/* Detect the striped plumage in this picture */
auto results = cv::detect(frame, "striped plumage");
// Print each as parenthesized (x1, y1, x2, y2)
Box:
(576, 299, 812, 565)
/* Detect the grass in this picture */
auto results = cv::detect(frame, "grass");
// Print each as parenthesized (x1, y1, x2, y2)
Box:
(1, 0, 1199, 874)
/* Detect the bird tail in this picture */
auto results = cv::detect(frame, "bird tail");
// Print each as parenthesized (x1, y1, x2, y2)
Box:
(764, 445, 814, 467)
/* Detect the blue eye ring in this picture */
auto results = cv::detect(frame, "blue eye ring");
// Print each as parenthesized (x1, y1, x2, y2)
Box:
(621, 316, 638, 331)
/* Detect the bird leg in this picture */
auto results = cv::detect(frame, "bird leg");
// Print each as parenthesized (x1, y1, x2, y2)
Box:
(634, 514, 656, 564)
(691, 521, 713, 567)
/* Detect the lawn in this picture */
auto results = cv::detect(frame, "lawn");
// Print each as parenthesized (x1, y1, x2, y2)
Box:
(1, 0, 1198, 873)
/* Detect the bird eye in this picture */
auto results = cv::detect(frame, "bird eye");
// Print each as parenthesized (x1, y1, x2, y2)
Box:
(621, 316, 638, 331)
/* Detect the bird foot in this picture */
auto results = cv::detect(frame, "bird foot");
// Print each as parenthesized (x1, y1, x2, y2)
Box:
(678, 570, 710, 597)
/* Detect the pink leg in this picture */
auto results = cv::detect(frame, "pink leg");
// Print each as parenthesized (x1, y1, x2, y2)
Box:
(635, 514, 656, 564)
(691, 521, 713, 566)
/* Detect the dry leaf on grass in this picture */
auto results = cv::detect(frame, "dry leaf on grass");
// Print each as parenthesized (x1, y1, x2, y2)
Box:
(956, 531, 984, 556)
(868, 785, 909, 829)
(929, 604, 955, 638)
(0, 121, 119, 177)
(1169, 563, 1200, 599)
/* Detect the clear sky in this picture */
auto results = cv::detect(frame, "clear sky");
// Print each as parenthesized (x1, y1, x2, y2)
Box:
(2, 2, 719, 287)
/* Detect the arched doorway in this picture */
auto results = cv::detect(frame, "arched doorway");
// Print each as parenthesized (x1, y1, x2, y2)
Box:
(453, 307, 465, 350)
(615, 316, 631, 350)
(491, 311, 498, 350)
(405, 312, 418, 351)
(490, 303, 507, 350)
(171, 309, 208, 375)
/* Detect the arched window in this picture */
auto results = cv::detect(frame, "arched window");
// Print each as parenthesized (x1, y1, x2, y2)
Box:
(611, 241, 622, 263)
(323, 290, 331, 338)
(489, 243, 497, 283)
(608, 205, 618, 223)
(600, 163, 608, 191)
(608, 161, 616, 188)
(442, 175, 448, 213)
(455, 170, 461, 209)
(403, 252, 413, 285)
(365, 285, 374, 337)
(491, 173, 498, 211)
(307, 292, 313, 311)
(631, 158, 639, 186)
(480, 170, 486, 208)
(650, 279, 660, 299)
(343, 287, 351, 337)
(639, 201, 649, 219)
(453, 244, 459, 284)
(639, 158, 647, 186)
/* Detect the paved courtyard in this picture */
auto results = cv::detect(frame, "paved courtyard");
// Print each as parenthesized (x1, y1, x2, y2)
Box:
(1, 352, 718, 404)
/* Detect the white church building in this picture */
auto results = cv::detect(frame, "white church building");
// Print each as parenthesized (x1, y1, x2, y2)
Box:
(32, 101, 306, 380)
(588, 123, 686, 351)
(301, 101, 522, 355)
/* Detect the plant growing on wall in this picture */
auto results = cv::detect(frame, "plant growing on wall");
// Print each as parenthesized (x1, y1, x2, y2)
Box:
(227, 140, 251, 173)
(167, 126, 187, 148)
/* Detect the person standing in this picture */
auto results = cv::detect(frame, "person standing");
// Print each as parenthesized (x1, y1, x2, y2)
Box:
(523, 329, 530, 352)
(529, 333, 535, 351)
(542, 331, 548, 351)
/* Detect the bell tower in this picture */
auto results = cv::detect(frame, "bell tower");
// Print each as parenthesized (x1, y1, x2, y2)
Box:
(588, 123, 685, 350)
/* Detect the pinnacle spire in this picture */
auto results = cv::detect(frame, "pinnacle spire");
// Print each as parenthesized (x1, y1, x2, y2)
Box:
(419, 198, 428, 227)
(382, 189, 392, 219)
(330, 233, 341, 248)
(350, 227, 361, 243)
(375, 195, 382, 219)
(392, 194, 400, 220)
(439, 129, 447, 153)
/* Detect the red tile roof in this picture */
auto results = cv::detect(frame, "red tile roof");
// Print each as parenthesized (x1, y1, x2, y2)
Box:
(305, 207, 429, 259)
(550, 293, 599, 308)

=======

**Required work**
How many lines in the data above contain the string "person"? Reply with only the number.

**Reply**
2